◆ Recorded data:
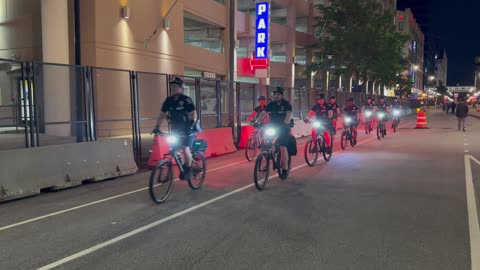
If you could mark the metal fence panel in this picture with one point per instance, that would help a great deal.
(59, 103)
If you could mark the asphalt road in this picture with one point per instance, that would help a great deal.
(400, 203)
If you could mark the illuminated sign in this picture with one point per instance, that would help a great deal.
(261, 27)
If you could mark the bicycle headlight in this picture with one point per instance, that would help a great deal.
(172, 139)
(317, 124)
(270, 132)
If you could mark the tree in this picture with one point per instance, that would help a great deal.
(362, 40)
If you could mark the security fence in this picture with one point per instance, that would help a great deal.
(45, 104)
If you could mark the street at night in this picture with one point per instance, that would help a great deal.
(399, 203)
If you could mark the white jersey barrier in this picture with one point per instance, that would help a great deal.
(25, 172)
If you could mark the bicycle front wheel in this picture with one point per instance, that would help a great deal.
(161, 182)
(262, 171)
(199, 171)
(311, 153)
(251, 149)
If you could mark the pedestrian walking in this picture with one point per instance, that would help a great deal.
(454, 105)
(462, 114)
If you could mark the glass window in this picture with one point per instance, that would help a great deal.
(200, 33)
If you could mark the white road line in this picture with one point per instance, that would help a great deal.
(474, 227)
(161, 221)
(114, 197)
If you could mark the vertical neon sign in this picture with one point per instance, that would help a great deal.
(262, 27)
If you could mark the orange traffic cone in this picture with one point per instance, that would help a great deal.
(156, 155)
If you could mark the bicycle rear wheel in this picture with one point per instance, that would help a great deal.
(161, 182)
(199, 171)
(262, 171)
(327, 155)
(251, 149)
(311, 152)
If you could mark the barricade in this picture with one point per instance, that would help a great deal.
(245, 134)
(25, 172)
(421, 120)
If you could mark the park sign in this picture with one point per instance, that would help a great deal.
(461, 89)
(262, 25)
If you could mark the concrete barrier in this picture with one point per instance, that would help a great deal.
(25, 172)
(220, 141)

◆ Your instructions: Rewrite every line of the items above as a JSON list of strings, one string per line and no strings for blank lines. Leave the picture out of the answer.

◆ Solution to the exercise:
[
  "If you could mark the metal fence panel in this picture with one point per instance, that would help a great deal.",
  "(59, 103)",
  "If you could mark the asphalt road in this picture with one point per instance, that would help a great deal.",
  "(400, 203)",
  "If you could mark the illuminated sign in this picture with one point per instance, that would help a great deal.",
  "(261, 27)",
  "If you could mark the bicycle headlight in this picture with one point per instance, that would help a great deal.",
  "(172, 139)",
  "(317, 124)",
  "(270, 132)",
  "If you could mark the tree in this picture with one point per instance, that would help a great deal.",
  "(362, 40)",
  "If you could mark the security fence in this picture with one point per instance, that would help a great deal.",
  "(45, 104)",
  "If you could mark the street at night in this picture with one point per instance, that would help a great deal.",
  "(399, 203)",
  "If you could mark the white jersey barrier in this picture with one point per instance, that would help a great deal.",
  "(25, 172)",
  "If you could mark the bicycle front wheel in this picture with one point per instance, that would help a great deal.",
  "(161, 182)",
  "(262, 171)",
  "(199, 171)",
  "(311, 153)",
  "(251, 149)",
  "If you could mark the pedestrian walking in this picture with one point per instance, that would help a great deal.",
  "(454, 105)",
  "(462, 114)",
  "If you could mark the glass window in this picture with one point per instance, that would help a great deal.",
  "(200, 33)",
  "If you could mark the white road line in this picture with one point per instance, that would help a great deal.",
  "(474, 227)",
  "(161, 221)",
  "(114, 197)",
  "If you could mark the vertical neon sign in this picture with one point per instance, that would help a great deal.",
  "(262, 27)",
  "If you could mark the orange traffic cone in this picture with one point per instance, that would help a great deal.",
  "(156, 155)",
  "If you could mark the bicycle rear wheel in this picture with one point per instance, that would help a great deal.",
  "(161, 182)",
  "(199, 171)",
  "(262, 171)",
  "(327, 155)",
  "(251, 149)",
  "(311, 152)",
  "If you could mark the barricade in this picture with one point per instance, that would help a great deal.",
  "(245, 134)",
  "(25, 172)",
  "(421, 120)",
  "If you could mark the park sign in this picture with one point per instance, that would help a great deal.",
  "(461, 89)",
  "(262, 25)",
  "If you could mark the concrete barrier in this picture with one point per instance, that would help a great deal.",
  "(25, 172)",
  "(220, 141)"
]